* [WORK ORDER]: Transcribe the records below. Leave every line exactly as written.

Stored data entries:
####
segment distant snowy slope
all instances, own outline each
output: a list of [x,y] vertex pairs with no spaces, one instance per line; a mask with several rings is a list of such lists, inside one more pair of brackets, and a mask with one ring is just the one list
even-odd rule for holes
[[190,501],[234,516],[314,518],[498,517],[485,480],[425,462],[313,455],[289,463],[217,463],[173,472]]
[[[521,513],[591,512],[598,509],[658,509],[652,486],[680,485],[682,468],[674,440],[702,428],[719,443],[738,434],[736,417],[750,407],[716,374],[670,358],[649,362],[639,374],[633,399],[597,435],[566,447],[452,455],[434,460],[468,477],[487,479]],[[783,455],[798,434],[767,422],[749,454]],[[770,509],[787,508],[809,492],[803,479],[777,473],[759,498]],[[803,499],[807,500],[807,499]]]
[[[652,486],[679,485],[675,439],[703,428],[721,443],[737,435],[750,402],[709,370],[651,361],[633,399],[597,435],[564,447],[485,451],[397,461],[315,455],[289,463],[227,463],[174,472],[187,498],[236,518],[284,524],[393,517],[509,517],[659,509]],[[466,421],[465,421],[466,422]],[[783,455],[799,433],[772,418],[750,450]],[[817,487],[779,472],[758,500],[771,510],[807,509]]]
####
* [RESULT OF THE TASK]:
segment distant snowy slope
all instances, own outline each
output: a list of [x,y] vertex pairs with no spaces, one instance per line; a mask with several rings is a list of such lists, inside one more pair of brackets, and a mask with one ring is just the one list
even-odd rule for holes
[[190,501],[234,516],[314,518],[498,517],[485,480],[425,462],[313,455],[289,463],[217,463],[173,472]]
[[[521,513],[591,512],[598,509],[658,509],[652,486],[680,485],[682,468],[674,440],[702,428],[719,443],[738,434],[736,417],[750,407],[716,374],[670,358],[649,362],[639,374],[633,399],[597,435],[566,447],[452,455],[434,460],[468,477],[487,479]],[[783,455],[798,434],[767,422],[749,454]],[[770,509],[787,508],[809,492],[803,479],[777,473],[759,498]],[[803,499],[807,500],[807,499]]]
[[[652,486],[679,485],[675,439],[703,428],[721,443],[737,435],[750,402],[709,370],[651,361],[633,399],[597,435],[564,447],[485,451],[397,461],[315,455],[289,463],[227,463],[174,472],[187,498],[236,518],[284,524],[393,517],[509,517],[659,509]],[[466,421],[465,421],[466,422]],[[783,455],[799,433],[772,418],[750,450]],[[817,487],[779,472],[758,500],[771,510],[807,509]]]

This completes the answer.